» **REQUEST**:
In the items below, change "steward" to "marshal" and repeat them with nothing else altered.

» **RECORD EXTRACTS**:
========
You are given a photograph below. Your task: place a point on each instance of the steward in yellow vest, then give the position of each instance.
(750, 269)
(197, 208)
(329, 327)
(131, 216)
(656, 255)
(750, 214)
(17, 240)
========
» **RESPONSE BELOW**:
You are given a photograph below. Your task: place a point on each instance of the marshal in yellow vest, then give the position of each instance.
(750, 269)
(197, 208)
(329, 327)
(131, 216)
(656, 255)
(750, 214)
(17, 240)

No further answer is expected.